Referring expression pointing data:
#####
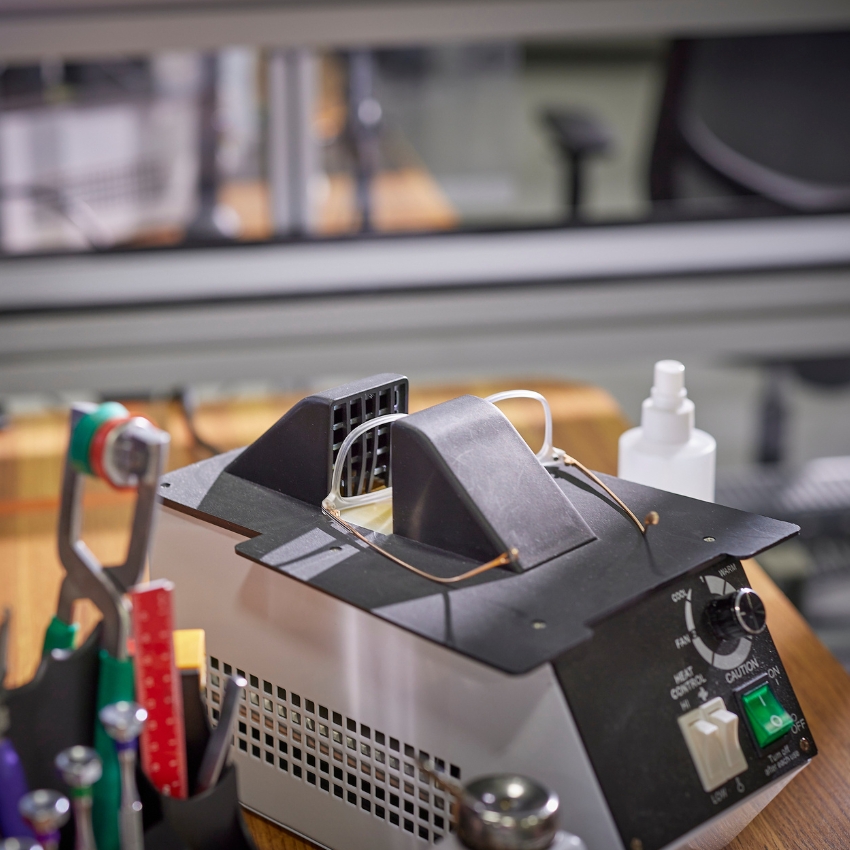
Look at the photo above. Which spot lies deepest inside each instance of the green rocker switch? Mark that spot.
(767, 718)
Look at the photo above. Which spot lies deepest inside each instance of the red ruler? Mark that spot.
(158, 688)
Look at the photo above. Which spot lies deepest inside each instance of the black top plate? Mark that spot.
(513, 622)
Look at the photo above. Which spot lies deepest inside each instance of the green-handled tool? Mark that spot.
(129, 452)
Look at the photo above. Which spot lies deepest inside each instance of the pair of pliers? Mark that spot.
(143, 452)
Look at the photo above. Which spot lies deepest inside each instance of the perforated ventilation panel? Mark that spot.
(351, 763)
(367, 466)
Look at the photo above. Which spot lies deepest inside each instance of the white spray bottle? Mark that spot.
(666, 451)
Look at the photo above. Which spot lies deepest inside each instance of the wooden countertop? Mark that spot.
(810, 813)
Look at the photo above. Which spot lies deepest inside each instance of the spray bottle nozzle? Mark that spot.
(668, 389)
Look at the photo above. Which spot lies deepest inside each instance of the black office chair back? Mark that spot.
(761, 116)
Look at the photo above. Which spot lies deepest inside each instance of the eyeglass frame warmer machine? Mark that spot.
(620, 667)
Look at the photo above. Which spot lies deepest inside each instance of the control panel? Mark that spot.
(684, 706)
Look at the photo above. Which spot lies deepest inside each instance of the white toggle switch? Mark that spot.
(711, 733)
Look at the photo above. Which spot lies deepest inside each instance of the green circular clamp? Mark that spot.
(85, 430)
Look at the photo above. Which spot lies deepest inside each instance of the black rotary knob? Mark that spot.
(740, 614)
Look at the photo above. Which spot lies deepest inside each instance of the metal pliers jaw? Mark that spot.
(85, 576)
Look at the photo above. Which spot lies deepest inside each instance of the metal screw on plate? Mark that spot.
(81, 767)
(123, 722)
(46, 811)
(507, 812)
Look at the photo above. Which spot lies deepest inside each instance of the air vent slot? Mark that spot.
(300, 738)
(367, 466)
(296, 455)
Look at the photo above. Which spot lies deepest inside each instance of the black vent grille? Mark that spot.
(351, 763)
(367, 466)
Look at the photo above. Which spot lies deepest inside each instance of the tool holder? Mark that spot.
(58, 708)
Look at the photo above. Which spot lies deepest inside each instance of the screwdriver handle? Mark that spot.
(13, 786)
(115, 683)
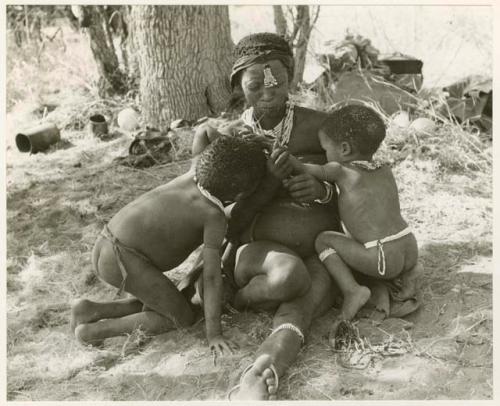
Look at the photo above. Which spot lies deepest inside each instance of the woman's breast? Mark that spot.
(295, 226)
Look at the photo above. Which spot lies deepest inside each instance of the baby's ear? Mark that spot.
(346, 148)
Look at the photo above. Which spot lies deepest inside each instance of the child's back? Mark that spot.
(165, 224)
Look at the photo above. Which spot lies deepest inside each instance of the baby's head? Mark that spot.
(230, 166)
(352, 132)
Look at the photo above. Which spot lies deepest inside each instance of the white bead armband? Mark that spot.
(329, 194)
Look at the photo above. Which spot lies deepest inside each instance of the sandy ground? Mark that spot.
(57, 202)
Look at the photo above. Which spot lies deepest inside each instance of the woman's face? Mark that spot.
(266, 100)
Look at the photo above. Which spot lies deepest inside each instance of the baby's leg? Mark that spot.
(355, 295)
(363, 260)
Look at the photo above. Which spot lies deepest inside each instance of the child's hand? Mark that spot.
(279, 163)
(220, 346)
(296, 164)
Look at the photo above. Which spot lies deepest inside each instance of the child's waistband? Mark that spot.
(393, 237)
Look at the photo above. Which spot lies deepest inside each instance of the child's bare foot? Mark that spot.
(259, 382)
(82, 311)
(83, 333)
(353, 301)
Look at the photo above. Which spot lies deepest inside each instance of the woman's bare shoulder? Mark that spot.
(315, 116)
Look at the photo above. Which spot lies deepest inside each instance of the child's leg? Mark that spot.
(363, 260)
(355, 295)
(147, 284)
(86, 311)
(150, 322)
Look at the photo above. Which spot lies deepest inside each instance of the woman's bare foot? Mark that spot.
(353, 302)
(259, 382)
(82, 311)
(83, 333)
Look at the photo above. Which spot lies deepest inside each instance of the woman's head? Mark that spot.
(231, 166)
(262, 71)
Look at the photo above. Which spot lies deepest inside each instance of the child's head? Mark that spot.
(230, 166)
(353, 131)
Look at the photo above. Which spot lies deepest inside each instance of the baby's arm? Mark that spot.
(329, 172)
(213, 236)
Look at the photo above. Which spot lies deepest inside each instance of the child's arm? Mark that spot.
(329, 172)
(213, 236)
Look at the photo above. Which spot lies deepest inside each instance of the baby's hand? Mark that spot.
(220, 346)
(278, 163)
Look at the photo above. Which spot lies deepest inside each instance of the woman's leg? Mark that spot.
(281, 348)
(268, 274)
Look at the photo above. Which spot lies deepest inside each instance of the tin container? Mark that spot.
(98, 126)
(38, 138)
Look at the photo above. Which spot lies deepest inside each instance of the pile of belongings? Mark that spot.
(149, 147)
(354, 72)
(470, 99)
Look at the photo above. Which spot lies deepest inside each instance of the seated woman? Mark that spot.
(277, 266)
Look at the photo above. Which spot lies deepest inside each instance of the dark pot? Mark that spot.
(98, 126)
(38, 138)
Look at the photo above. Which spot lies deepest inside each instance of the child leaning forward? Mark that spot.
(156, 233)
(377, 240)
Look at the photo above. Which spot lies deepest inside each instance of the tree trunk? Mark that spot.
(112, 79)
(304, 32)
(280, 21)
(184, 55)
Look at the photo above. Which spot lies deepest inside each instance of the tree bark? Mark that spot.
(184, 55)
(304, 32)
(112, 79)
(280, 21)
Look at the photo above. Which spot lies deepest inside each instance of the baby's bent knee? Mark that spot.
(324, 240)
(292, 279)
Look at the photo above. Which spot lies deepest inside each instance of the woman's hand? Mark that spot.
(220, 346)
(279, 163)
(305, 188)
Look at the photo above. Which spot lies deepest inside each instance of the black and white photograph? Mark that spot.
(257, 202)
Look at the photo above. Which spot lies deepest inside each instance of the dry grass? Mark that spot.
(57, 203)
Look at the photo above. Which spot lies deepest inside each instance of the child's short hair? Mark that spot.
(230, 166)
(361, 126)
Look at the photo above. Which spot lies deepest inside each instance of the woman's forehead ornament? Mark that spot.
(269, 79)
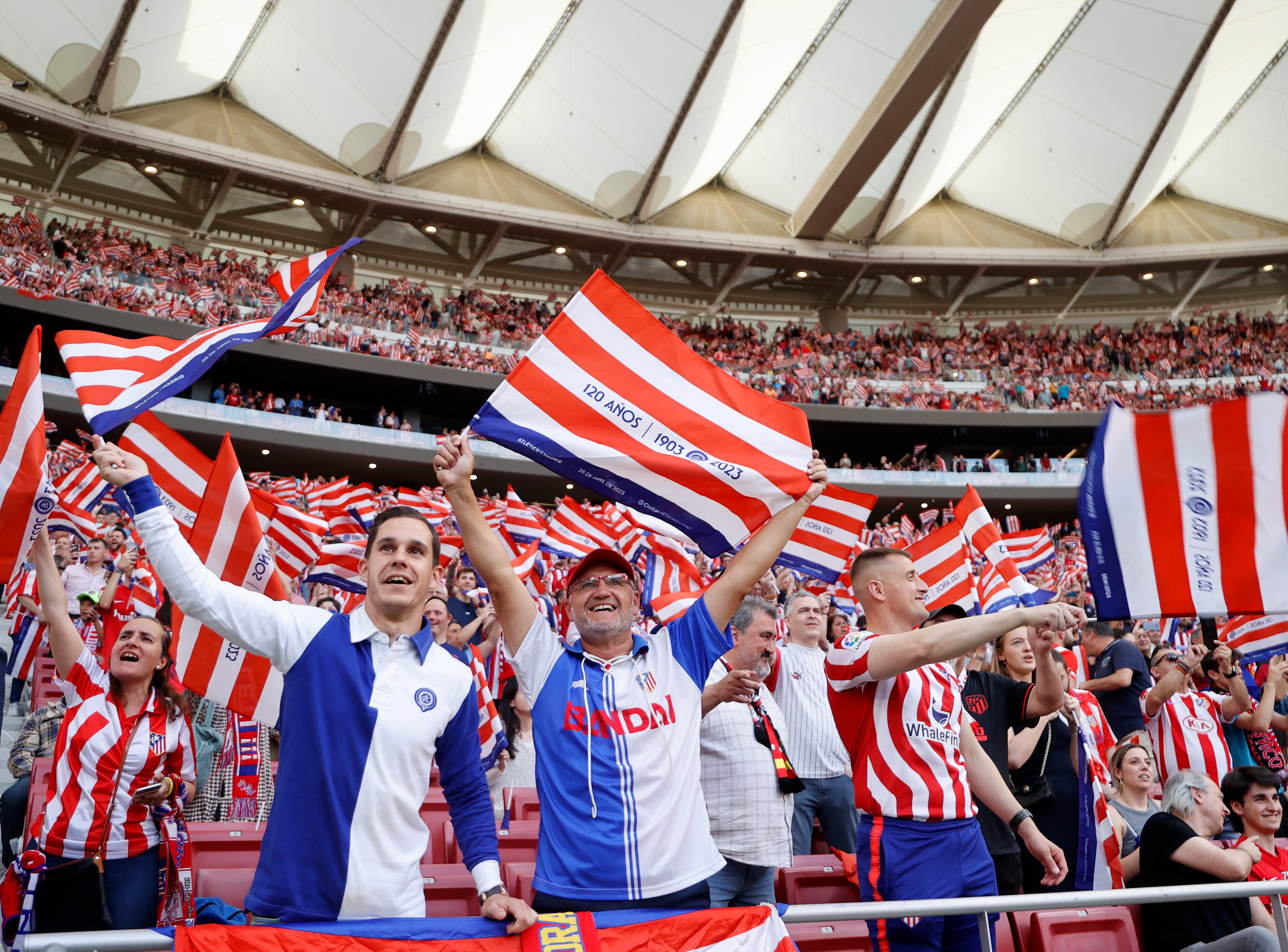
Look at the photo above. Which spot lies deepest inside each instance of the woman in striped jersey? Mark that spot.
#####
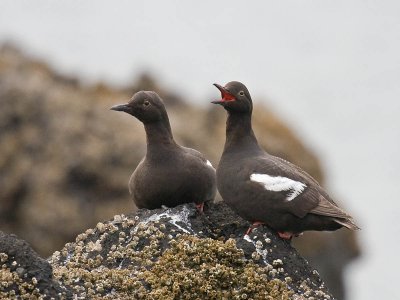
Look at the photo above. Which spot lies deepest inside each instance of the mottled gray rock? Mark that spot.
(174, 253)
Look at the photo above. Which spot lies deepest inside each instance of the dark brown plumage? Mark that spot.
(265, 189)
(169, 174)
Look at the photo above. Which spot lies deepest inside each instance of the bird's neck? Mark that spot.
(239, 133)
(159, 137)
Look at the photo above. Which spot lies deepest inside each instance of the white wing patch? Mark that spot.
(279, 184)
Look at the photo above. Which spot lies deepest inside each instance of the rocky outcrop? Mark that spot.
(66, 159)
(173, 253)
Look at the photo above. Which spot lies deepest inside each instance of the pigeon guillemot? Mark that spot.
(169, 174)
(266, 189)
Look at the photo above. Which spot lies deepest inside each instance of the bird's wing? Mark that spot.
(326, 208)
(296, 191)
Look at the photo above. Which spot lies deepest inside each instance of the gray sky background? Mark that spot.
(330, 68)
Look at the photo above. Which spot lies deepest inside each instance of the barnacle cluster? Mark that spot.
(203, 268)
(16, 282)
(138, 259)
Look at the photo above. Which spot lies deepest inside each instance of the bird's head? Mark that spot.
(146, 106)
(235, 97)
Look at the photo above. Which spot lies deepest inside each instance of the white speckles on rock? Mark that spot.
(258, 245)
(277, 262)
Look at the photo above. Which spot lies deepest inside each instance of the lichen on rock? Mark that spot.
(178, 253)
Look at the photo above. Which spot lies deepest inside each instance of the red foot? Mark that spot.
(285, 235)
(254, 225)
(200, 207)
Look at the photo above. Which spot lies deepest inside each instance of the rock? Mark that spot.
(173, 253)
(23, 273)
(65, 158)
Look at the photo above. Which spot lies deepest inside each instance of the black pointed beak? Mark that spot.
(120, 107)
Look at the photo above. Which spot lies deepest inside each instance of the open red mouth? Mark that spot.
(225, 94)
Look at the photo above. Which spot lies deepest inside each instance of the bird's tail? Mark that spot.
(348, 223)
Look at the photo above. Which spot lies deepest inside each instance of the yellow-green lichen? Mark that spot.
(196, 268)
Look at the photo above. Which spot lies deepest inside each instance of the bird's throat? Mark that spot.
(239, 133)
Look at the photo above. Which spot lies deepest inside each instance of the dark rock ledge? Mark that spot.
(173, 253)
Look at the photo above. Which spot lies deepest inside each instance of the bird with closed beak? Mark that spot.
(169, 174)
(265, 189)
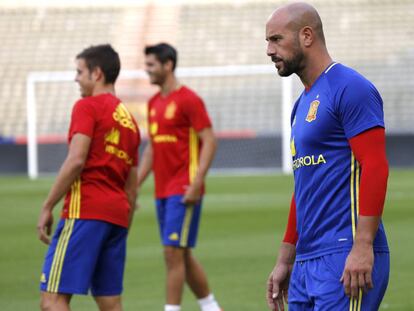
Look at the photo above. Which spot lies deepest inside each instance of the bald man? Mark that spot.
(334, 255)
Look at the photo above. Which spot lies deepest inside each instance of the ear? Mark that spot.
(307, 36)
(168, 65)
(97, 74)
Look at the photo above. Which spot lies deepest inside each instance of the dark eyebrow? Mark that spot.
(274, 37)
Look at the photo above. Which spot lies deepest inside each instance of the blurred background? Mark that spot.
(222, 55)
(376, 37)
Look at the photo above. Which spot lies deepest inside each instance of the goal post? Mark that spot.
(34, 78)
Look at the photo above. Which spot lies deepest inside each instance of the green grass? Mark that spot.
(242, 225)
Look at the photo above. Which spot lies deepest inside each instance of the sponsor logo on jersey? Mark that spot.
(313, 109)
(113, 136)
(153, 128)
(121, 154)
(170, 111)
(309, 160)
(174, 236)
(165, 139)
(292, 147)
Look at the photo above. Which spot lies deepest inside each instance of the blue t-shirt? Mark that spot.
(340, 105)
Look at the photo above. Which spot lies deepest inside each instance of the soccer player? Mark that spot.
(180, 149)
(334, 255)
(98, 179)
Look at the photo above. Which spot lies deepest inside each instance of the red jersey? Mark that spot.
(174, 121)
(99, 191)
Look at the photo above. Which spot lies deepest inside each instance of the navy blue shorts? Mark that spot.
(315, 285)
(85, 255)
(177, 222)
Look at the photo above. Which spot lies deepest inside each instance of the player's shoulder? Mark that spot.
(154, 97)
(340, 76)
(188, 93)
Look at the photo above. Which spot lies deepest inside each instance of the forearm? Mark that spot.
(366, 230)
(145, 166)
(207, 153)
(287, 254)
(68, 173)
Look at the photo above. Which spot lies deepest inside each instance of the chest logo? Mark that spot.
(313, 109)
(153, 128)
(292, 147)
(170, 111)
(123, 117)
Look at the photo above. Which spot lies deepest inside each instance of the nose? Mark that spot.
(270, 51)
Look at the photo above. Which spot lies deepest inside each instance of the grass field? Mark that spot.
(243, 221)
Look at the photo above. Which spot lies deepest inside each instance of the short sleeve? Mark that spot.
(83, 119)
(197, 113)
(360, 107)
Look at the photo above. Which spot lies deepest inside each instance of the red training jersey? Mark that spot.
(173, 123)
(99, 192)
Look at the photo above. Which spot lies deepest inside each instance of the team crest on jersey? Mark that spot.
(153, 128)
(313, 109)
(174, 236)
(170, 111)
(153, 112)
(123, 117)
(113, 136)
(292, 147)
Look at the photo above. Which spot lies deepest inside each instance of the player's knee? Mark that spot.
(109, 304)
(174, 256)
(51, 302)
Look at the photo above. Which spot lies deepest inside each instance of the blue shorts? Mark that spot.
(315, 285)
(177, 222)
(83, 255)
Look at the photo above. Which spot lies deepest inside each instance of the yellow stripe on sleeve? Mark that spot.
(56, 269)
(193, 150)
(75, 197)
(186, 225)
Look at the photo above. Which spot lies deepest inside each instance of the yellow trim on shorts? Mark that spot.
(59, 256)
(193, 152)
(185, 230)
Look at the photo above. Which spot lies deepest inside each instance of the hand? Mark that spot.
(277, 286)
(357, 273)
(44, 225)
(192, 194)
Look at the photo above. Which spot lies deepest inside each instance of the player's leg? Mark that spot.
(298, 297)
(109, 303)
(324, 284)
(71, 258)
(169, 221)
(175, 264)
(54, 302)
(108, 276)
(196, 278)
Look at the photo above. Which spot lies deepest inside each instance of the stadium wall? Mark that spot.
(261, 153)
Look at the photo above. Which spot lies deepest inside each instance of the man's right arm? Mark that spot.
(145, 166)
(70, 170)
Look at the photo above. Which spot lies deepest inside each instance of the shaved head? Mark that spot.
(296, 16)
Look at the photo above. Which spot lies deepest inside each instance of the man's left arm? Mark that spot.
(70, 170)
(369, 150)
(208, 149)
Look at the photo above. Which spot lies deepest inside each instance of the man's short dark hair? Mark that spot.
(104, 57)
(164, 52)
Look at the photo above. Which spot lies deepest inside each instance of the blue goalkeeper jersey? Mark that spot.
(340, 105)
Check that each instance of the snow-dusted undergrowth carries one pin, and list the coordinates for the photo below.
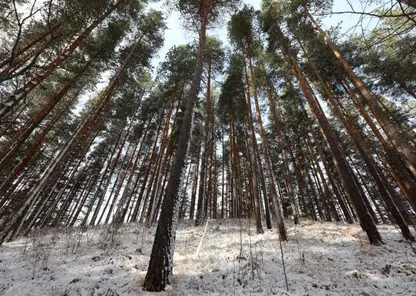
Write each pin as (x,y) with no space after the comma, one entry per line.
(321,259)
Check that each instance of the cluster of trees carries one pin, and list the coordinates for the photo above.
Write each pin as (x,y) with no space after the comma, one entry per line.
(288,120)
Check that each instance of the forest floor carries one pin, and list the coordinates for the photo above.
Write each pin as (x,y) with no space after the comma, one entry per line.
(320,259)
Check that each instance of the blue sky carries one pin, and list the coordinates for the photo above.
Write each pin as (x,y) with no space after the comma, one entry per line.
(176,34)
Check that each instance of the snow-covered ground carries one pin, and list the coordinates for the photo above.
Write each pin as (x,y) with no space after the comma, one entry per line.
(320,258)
#####
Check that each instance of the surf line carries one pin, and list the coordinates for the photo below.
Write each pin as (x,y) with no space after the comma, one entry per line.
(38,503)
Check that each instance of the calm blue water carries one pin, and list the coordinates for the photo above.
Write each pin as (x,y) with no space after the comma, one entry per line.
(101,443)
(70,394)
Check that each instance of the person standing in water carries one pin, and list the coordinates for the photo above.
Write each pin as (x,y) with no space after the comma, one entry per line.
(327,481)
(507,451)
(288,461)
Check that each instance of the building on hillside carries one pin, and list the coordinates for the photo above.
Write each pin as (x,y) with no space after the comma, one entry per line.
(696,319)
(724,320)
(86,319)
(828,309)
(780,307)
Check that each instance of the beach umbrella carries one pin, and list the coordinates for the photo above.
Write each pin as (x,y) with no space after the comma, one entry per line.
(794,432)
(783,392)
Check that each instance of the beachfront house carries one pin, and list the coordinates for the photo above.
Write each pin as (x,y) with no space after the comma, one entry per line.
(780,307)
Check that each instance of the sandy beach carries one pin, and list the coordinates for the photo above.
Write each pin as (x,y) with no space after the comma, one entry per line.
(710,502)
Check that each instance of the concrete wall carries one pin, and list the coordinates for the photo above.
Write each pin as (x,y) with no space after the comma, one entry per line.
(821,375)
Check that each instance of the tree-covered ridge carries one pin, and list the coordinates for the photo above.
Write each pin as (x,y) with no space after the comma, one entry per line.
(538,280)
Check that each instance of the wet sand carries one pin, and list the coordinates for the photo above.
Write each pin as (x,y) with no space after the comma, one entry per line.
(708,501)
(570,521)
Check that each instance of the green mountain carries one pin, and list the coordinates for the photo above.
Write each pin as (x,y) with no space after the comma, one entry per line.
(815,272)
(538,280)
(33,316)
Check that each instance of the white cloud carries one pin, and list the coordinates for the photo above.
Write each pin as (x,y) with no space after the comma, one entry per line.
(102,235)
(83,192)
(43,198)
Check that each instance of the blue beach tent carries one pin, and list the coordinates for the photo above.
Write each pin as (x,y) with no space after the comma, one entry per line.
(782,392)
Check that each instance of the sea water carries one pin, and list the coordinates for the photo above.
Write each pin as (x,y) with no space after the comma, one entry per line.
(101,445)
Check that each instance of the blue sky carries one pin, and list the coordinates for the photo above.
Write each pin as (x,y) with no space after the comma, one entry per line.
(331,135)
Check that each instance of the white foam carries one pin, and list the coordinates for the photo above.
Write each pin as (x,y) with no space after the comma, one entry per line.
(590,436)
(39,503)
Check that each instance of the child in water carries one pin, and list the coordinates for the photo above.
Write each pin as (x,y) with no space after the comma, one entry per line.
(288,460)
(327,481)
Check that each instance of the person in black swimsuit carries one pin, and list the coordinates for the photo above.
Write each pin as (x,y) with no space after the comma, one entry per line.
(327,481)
#####
## About this exercise
What is needed is an exact copy of the lines above, from the one holding "woman's hand? Mark that spot." down to the one holding "striped jersey? Mark that spot.", with those two included and the pictures left out.

## Answer for this exercise
Look at the photo above. Which spot lies deepest inside each instance of the woman's hand? Mark that spot.
(220, 346)
(279, 163)
(305, 188)
Look at the photo above. Which spot lies deepest inside each instance of the black and white photograph? Mark that spot.
(257, 202)
Look at the photo above. Which spot lies deepest inside each instance of the dry grass? Mark that spot.
(57, 203)
Look at the photo above. Which spot lies deepest inside each instance of the child's short hair? Mark that spot.
(230, 166)
(361, 126)
Look at the photo above. Which spot lies deepest inside each instance of the woman's forehead ornament? Mark that spot.
(269, 79)
Look at the photo above. Which spot lies deepest inside each instance of the woman in striped jersey? Mark that spot.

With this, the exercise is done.